◆ Given entries:
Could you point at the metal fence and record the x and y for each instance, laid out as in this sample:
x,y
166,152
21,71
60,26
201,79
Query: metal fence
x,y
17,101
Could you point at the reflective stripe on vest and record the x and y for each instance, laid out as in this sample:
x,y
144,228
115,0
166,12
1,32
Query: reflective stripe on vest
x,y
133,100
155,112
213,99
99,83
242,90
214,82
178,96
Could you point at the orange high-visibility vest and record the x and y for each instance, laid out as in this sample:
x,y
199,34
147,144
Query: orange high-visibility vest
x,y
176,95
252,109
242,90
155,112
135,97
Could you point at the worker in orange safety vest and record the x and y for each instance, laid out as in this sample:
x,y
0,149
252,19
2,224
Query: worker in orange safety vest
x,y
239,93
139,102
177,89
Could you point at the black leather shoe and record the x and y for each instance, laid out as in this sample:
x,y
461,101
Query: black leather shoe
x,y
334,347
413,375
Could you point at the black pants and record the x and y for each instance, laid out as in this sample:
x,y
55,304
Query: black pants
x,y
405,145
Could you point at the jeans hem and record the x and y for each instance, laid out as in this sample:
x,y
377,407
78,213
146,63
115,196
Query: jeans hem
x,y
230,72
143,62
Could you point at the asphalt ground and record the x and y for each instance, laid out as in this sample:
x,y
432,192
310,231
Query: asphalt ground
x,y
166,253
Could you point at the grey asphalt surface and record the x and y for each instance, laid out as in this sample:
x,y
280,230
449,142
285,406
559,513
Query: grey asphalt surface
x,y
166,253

◆ Task directions:
Line by line, print the listing above exactly.

◆ Exercise response:
Could you point at the metal fence and record the x and y for each instance, laid out as in this sample:
x,y
166,152
21,71
60,26
201,79
Query: metal fence
x,y
17,101
Could you point at the reflective stripe on vest and record the x and y for each instance, laid out as in this sample:
x,y
144,228
115,0
166,12
1,32
Query: reflective stripe on vest
x,y
133,100
155,112
213,99
99,83
242,90
214,82
178,96
Could you point at the orange high-visibility vest and record the x and y for each instance, laid out as in this sample:
x,y
199,34
147,144
Query: orange high-visibility vest
x,y
176,95
252,109
242,90
155,112
135,97
Could you point at the worker in orange safety vest and record the x and y for each instance, laid out as in this sample:
x,y
0,149
252,19
2,224
Query: worker in orange safety vest
x,y
239,93
139,102
177,89
Could you point at the black leather shoe and record the x and y for each instance, laid out as in this sample:
x,y
461,101
Query: black leather shoe
x,y
334,347
413,375
Could you point at the black pants and record the x and y for each instance, laid out as in this sample:
x,y
55,304
Query: black pants
x,y
405,145
Could you point at the jeans hem and record the x and y for each instance, laid out as in this sample:
x,y
377,407
78,213
146,63
115,196
Query: jeans hem
x,y
230,72
143,62
Could you point at the asphalt ground and record the x and y for each instance, laid out as in this sample:
x,y
432,192
310,231
Query: asphalt ground
x,y
166,253
Could you point at the grey asphalt surface and record the x and y for each instance, laid out as in this sample:
x,y
280,230
449,142
285,406
559,513
Query: grey asphalt surface
x,y
166,253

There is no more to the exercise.